* **Exercise aim**
Copy all of the data below verbatim, omitting the pictures.

Raw records:
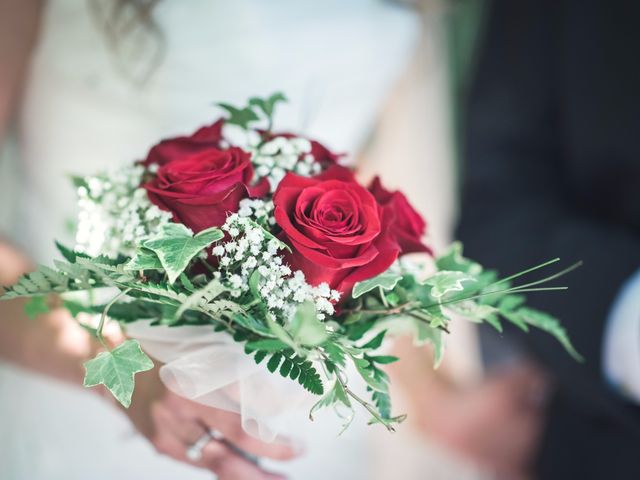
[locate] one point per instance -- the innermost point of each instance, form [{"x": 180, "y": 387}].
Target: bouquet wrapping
[{"x": 262, "y": 274}]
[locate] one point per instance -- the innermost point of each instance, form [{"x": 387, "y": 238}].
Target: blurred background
[{"x": 510, "y": 125}]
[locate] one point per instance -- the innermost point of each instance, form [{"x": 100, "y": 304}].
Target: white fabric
[
  {"x": 335, "y": 60},
  {"x": 210, "y": 368},
  {"x": 621, "y": 355}
]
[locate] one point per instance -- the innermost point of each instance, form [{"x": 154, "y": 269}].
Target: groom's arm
[{"x": 518, "y": 206}]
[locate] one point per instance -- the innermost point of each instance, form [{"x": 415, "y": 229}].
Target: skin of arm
[{"x": 51, "y": 344}]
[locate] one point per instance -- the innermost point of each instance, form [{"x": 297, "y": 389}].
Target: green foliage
[
  {"x": 427, "y": 334},
  {"x": 116, "y": 369},
  {"x": 144, "y": 259},
  {"x": 267, "y": 105},
  {"x": 239, "y": 116},
  {"x": 445, "y": 282},
  {"x": 287, "y": 364},
  {"x": 176, "y": 246},
  {"x": 257, "y": 107},
  {"x": 385, "y": 281},
  {"x": 551, "y": 325},
  {"x": 36, "y": 306}
]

* **Answer in full**
[locate] one point per instance -- the innermost point of each instance, form [{"x": 180, "y": 387}].
Target: bouquet wrapping
[{"x": 262, "y": 274}]
[locate] one point per instance -- the innermost point of each instance, form [{"x": 387, "y": 238}].
Target: blurred background
[{"x": 510, "y": 125}]
[locate] one point per instance -- the innermost point of each instance, form [{"x": 100, "y": 304}].
Target: white fabric
[
  {"x": 335, "y": 60},
  {"x": 210, "y": 368},
  {"x": 621, "y": 355}
]
[locate] one point per instance -- the innermost point of each instance, form [{"x": 154, "y": 269}].
Target: groom's arm
[{"x": 518, "y": 206}]
[locate] one point per instance -- the innermost point of each instance, form [{"x": 415, "y": 229}].
Target: skin of arm
[{"x": 51, "y": 344}]
[locate] one point per instance -- the innermost point of each instance, form [{"x": 297, "y": 389}].
Target: green foliage
[
  {"x": 427, "y": 334},
  {"x": 116, "y": 369},
  {"x": 144, "y": 259},
  {"x": 267, "y": 105},
  {"x": 239, "y": 116},
  {"x": 445, "y": 282},
  {"x": 287, "y": 364},
  {"x": 176, "y": 246},
  {"x": 257, "y": 107},
  {"x": 385, "y": 281},
  {"x": 551, "y": 325},
  {"x": 36, "y": 306}
]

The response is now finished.